■ YOUR GOAL
Continue the article on the EU's artificial intelligence policy, picking up right after its last sentence.
=== SELECTED EXTRACT ===
Europe’s artificial intelligence policy is entering a decisive phase. After years spent shaping rules and ethical frameworks, the EU is now under pressure to show it can deploy AI at scale, strengthen competitiveness and reduce strategic dependencies – without losing public trust.
That shift framed a recent plenary debate at the European Economic and Social Committee (EESC) with the European Commission and AI experts, held ahead of the adoption of the [EESC opinion](https://www.eesc.europa.eu/en/our-work/opinions-information-reports/opinions/apply-ai-strategy-strengthening-ai-continent) on the [Apply AI Strategy](https://digital-strategy.ec.europa.eu/en/policies/apply-ai).
## From Ambition to Real-World Use
Lucilla Sioli, director of the Artificial Intelligence Office at the European Commission’s communications and technology department (DG CONNECT), said the central challenge is no longer defining responsible AI but ensuring that businesses and institutions actually use it. Europe’s ambition to become a leading AI continent, she argued, will only be credible if AI is applied to real efficiency challenges across the economy.
That is why the Commission is rolling out practical tools, including AI experience centres within digital innovation hubs, calling for closer alignment with national AI strategies, and launching a coordination forum to bring sectors such as tourism and e-commerce into the strategy.
=== RAW DATA ===
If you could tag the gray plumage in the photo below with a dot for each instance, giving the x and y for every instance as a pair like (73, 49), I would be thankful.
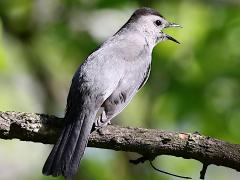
(103, 86)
===
■ ANSWER TO THE PROBLEM
Sioli also warned that slow and uneven implementation of AI governance across Member States risks undermining the development of trustworthy and compliant AI, urging governments to revise national strategies and align them more closely with the Apply AI vision.
## Investment, Infrastructure, and Sovereignty
Investment remains a major constraint. AI infrastructure is costly, and the public sector cannot carry the burden alone. Unlike the United States, Europe lacks comparable levels of private capital flowing into AI development.
To close this gap, the Commission is advancing its [AI gigafactories initiative](https://digital-strategy.ec.europa.eu/en/policies/ai-factories), designed to crowd in private investment alongside public funding. “Companies are expected to cover around one third of the total cost,” Sioli noted, reassuring that energy efficiency and sustainability will be central considerations.
## Applied AI and People at the Centre
That emphasis on realism was echoed by Andrea Renda, director of research at the Centre for European Policy Studies (CEPS), who argued that the next phase of competition will be fought in energy, health, automotive, manufacturing and public services. Europe, he said, is entering the age of physical and applied AI.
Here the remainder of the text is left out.